* YOUR TASK
Render the items as a JSON list of strings, one string per line and with blank lines omitted, beginning at the first line of the items and stopping after the line containing "positive clicks: (894, 37)". Include only those lines.

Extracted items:
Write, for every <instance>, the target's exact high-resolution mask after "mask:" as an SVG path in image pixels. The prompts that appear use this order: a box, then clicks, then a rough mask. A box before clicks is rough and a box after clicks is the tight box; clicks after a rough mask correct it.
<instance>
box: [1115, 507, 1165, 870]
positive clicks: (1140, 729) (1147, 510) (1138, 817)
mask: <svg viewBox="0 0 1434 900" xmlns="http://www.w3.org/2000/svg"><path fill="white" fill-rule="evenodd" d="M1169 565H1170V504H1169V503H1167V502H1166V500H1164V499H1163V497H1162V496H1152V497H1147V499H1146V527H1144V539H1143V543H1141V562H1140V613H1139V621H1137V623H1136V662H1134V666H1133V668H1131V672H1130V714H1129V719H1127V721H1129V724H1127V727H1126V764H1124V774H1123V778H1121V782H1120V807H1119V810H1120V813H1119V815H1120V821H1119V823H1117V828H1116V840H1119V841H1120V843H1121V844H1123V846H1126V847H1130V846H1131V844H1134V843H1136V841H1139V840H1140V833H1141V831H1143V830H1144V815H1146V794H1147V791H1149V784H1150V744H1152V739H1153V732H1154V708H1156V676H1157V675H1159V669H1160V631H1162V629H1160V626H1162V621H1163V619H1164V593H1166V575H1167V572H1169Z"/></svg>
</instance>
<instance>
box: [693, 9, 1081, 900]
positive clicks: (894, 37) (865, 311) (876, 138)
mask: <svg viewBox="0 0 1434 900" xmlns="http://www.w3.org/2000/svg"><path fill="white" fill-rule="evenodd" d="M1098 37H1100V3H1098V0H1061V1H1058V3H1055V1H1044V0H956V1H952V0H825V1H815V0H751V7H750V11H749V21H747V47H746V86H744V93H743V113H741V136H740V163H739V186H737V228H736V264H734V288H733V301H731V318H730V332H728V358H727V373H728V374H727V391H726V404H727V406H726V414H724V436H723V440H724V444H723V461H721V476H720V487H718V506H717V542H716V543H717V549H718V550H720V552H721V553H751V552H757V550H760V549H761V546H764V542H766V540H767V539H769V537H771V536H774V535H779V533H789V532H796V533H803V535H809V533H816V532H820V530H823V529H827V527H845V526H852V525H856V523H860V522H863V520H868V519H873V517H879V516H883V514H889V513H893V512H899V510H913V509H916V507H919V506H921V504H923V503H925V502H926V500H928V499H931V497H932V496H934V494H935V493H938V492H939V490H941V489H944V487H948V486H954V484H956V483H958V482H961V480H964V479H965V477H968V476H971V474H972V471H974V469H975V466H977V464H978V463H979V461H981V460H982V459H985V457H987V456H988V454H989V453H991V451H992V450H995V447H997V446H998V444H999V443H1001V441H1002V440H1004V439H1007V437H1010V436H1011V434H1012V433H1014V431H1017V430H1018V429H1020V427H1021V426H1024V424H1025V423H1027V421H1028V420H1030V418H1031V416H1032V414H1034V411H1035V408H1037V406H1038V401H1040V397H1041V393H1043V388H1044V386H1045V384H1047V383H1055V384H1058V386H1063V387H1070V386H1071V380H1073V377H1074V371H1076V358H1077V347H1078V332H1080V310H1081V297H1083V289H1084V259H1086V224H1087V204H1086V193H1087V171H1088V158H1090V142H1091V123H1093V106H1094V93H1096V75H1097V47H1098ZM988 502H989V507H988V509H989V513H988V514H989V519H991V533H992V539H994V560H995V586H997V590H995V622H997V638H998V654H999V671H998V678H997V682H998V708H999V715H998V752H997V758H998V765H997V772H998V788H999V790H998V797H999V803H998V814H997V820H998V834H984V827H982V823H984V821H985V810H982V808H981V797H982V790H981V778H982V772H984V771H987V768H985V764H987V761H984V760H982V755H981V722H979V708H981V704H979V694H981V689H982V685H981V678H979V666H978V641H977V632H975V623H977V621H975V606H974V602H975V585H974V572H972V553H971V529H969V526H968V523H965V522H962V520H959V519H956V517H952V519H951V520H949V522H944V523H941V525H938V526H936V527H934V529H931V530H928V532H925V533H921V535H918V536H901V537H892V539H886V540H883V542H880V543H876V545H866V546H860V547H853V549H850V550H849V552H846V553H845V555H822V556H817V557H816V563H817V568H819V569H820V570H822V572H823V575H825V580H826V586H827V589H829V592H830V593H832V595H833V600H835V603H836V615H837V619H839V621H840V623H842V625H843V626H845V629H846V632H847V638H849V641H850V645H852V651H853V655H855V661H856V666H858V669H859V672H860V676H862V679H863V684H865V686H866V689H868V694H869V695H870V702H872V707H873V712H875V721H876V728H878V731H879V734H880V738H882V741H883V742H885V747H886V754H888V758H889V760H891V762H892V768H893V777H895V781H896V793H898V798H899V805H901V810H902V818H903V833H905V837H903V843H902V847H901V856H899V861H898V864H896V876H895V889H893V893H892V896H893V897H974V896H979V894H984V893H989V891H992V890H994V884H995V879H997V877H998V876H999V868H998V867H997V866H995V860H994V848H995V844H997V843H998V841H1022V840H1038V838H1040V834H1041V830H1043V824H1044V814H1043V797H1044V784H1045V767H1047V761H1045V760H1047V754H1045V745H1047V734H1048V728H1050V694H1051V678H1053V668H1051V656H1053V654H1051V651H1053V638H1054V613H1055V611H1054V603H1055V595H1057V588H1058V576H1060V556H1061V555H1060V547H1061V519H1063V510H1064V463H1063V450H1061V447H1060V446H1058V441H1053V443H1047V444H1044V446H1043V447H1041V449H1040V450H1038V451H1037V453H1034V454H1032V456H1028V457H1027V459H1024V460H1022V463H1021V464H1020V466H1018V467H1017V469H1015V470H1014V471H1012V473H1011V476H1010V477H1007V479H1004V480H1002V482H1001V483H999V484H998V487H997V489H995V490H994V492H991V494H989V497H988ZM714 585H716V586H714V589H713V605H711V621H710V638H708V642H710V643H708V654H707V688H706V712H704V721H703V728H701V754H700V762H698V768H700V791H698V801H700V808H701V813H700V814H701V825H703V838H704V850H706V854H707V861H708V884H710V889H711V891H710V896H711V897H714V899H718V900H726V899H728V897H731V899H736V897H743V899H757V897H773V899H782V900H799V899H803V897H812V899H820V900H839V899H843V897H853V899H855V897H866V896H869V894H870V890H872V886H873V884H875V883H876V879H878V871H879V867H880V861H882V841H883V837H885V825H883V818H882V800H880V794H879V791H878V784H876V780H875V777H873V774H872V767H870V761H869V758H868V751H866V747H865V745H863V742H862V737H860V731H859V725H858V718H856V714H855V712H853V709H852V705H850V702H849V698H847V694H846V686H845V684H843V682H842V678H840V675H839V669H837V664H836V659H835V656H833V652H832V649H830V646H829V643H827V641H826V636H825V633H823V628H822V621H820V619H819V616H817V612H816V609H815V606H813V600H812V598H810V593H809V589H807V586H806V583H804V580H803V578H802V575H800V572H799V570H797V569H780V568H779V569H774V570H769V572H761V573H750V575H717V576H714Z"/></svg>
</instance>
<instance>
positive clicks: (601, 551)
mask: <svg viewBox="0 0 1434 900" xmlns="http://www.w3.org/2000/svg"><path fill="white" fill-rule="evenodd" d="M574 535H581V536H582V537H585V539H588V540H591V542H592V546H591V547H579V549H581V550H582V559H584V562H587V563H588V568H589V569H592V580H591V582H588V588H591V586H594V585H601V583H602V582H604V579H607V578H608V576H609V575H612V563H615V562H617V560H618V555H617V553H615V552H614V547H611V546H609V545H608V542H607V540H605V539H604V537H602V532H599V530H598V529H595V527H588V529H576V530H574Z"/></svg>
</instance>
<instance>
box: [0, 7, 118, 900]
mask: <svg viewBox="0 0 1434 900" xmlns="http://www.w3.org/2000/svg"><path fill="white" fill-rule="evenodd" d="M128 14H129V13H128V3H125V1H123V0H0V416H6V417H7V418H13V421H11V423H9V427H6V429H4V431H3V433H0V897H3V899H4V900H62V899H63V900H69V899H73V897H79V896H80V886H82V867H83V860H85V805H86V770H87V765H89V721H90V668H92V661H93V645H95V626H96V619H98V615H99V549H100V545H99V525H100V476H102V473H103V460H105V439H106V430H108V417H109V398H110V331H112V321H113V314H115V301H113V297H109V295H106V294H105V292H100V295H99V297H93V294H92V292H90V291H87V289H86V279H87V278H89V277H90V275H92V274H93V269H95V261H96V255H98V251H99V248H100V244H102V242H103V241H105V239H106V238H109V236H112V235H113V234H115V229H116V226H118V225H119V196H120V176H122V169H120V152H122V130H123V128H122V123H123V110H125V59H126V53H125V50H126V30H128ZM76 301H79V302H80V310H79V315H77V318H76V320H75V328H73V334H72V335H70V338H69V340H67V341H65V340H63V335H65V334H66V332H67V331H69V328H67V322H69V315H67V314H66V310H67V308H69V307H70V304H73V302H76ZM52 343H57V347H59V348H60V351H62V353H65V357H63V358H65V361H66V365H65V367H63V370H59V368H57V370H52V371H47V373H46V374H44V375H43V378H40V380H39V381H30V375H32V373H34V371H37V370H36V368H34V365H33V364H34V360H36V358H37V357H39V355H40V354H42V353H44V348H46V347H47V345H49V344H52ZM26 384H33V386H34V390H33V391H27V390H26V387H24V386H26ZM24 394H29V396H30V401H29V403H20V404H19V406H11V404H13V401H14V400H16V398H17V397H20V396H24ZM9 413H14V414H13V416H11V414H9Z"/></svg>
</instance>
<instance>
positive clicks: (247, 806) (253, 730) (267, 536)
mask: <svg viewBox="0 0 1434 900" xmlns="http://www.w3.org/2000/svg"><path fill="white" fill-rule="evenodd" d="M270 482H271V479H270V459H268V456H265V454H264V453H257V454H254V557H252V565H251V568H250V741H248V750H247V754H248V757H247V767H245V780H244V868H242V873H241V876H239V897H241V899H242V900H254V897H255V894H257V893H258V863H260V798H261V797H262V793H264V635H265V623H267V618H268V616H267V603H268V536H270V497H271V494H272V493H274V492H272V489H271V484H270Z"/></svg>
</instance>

* RESULT FOR THIS TASK
[
  "Write, for every <instance>, the target's exact high-resolution mask after \"mask:\" as an SVG path in image pixels. The prompts that appear use this order: a box, then clicks, then a rough mask. A box before clicks is rough and a box after clicks is the tight box; clicks after a rough mask correct it.",
  "<instance>",
  "box: [1115, 507, 1165, 870]",
  "positive clicks: (1140, 729) (1147, 510) (1138, 817)",
  "mask: <svg viewBox=\"0 0 1434 900\" xmlns=\"http://www.w3.org/2000/svg\"><path fill=\"white\" fill-rule=\"evenodd\" d=\"M1169 565H1170V504H1169V503H1167V502H1166V500H1164V499H1163V497H1162V496H1152V497H1147V499H1146V527H1144V539H1143V543H1141V562H1140V613H1139V621H1137V623H1136V662H1134V666H1133V668H1131V672H1130V714H1129V719H1127V721H1129V724H1127V727H1126V764H1124V774H1123V778H1121V782H1120V807H1119V810H1120V813H1119V815H1120V821H1119V823H1117V828H1116V840H1119V841H1120V843H1121V844H1123V846H1126V847H1130V846H1131V844H1134V843H1136V841H1139V840H1140V833H1141V831H1143V830H1144V815H1146V794H1147V791H1149V784H1150V744H1152V739H1153V732H1154V708H1156V676H1157V675H1159V669H1160V631H1162V629H1160V626H1162V621H1163V619H1164V593H1166V575H1167V572H1169Z\"/></svg>",
  "</instance>",
  "<instance>",
  "box: [693, 9, 1081, 900]",
  "positive clicks: (894, 37) (865, 311) (876, 138)"
]